[Start of Excerpt]

Exploring the impact of broadband and technology on our lives, our businesses, and our communities.

Rural Wireless--not traditional "high tech" businesses

USA Today wrote an article about a month ago that I just stumbled across that's worth a read if you live in a rural area. The article details some of the new breed of rural wireless ISPs (WISPs) that are changing the way broadband is delivered in rural communities.

I am constantly surprised at the number of people who believe rural farmers don't want or don't need broadband. It's a myth, pure and simple. An ag agent told me over a year ago that half the cattle in Virginia are sold over the Internet. I met a farmer in southern Illinois last year that had built his own WiFi network to connect up weather and moisture sensors on his three farms. As we sat in his 150 year old farmhouse, he pulled up real time weather information from his sensors; he checks moisture levels every day without having to waste time riding around--he is using technology on a family farm to be more efficient and increase production.

The USA Today articles chronicles the work of big and small wireless firms, with an emphasis on the small outfits. One used an old farm silo to mount the antennas that supplies broadband to his customers. Another got into the wireless business to sell off expensive excess bandwidth he needed to run his own business.

As you read this article, one thing you notice is that these are not typical Manufacturing Economy businesses. They are not building manufacturing plants and office buildings. They are not renting space in business or industrial parks. They are not even renting space in the local business incubator. Many are home-based.

[End of Excerpt]
[Start of Provided material]

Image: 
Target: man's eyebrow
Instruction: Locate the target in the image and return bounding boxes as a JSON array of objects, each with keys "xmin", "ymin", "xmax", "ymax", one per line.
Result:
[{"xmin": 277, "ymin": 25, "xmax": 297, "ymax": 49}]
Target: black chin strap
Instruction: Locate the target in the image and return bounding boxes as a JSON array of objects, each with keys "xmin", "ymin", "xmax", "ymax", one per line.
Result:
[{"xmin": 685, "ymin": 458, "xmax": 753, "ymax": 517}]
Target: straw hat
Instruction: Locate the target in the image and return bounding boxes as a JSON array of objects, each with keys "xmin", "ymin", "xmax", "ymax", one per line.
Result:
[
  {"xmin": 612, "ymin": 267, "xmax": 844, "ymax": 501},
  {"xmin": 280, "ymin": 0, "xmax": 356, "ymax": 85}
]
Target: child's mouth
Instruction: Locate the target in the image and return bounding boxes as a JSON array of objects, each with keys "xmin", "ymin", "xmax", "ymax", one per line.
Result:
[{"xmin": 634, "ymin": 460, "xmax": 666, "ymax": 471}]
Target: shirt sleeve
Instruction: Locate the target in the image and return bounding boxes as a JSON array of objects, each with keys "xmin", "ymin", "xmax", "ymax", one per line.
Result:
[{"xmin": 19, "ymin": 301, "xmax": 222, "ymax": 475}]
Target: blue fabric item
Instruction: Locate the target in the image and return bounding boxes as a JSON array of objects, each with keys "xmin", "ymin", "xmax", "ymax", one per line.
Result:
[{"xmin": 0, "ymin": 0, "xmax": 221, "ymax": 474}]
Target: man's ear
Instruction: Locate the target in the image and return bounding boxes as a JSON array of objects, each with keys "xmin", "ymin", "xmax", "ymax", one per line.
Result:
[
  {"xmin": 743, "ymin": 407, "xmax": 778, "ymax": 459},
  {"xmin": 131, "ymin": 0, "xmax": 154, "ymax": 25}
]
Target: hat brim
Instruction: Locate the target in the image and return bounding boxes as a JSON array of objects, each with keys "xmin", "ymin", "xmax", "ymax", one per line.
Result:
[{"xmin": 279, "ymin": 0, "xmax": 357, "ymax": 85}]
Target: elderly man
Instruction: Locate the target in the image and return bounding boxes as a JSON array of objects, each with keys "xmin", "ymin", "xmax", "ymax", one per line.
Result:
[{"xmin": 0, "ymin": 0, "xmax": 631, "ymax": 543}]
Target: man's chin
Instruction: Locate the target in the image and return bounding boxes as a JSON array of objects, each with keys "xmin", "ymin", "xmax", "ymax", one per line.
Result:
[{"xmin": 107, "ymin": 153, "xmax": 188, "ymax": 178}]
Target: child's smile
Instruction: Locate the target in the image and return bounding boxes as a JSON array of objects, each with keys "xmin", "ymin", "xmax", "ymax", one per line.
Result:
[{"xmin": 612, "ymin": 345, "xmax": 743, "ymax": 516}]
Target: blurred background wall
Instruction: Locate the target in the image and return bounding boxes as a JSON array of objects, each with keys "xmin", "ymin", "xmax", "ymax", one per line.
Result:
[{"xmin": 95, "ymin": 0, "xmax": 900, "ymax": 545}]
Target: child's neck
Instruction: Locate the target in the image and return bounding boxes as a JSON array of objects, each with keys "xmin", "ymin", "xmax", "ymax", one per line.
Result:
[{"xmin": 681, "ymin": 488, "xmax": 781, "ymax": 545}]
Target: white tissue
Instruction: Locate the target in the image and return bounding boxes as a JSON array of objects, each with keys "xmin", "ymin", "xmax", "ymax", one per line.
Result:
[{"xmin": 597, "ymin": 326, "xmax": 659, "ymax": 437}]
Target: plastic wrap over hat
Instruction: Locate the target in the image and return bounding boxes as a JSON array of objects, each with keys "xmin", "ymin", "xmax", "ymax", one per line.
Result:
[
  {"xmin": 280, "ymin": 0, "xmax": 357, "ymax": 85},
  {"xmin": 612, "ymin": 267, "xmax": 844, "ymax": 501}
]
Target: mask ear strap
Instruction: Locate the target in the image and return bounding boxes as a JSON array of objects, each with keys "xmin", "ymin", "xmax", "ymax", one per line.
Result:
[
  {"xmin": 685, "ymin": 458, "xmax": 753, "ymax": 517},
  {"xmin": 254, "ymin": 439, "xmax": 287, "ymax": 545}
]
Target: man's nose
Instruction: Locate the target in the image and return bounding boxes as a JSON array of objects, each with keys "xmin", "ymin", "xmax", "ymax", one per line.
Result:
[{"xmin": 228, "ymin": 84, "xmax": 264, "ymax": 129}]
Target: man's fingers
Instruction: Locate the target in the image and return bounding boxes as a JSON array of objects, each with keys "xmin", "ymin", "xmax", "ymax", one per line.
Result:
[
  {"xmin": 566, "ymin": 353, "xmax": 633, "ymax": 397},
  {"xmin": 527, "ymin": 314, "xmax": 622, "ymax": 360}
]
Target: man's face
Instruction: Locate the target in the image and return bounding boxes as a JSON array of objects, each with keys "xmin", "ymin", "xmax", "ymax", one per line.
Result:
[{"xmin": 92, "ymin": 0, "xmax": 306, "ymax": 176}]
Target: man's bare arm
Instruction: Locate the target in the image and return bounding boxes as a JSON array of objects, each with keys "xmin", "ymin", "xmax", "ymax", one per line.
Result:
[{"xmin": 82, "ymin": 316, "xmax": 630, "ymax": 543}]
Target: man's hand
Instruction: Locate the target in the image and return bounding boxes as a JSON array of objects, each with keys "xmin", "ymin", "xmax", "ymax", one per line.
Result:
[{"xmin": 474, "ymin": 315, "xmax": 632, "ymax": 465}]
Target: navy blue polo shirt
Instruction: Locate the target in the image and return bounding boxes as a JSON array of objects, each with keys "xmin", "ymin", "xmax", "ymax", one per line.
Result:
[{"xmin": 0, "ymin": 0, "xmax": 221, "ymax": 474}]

[End of Provided material]

Exercise set |
• a. Write out the piece on rural wireless broadband word for word.
• b. Extract the records from the line with "Target: man's face" through the end of the records, copying every line without change.

Complete answers |
• a.
Exploring the impact of broadband and technology on our lives, our businesses, and our communities.

Rural Wireless--not traditional "high tech" businesses

USA Today wrote an article about a month ago that I just stumbled across that's worth a read if you live in a rural area. The article details some of the new breed of rural wireless ISPs (WISPs) that are changing the way broadband is delivered in rural communities.

I am constantly surprised at the number of people who believe rural farmers don't want or don't need broadband. It's a myth, pure and simple. An ag agent told me over a year ago that half the cattle in Virginia are sold over the Internet. I met a farmer in southern Illinois last year that had built his own WiFi network to connect up weather and moisture sensors on his three farms. As we sat in his 150 year old farmhouse, he pulled up real time weather information from his sensors; he checks moisture levels every day without having to waste time riding around--he is using technology on a family farm to be more efficient and increase production.

The USA Today articles chronicles the work of big and small wireless firms, with an emphasis on the small outfits. One used an old farm silo to mount the antennas that supplies broadband to his customers. Another got into the wireless business to sell off expensive excess bandwidth he needed to run his own business.

As you read this article, one thing you notice is that these are not typical Manufacturing Economy businesses. They are not building manufacturing plants and office buildings. They are not renting space in business or industrial parks. They are not even renting space in the local business incubator. Many are home-based.

• b.
Target: man's face
Instruction: Locate the target in the image and return bounding boxes as a JSON array of objects, each with keys "xmin", "ymin", "xmax", "ymax", one per line.
Result:
[{"xmin": 92, "ymin": 0, "xmax": 306, "ymax": 176}]
Target: man's bare arm
Instruction: Locate the target in the image and return bounding boxes as a JSON array of objects, each with keys "xmin", "ymin", "xmax", "ymax", one per line.
Result:
[{"xmin": 82, "ymin": 316, "xmax": 630, "ymax": 543}]
Target: man's hand
Instruction: Locate the target in the image and return bounding boxes as a JSON array of objects, each with keys "xmin", "ymin", "xmax", "ymax", one per line.
Result:
[{"xmin": 474, "ymin": 315, "xmax": 632, "ymax": 465}]
Target: navy blue polo shirt
Instruction: Locate the target in the image and return bounding boxes as a JSON array of objects, each with keys "xmin", "ymin", "xmax", "ymax", one per line.
Result:
[{"xmin": 0, "ymin": 0, "xmax": 221, "ymax": 474}]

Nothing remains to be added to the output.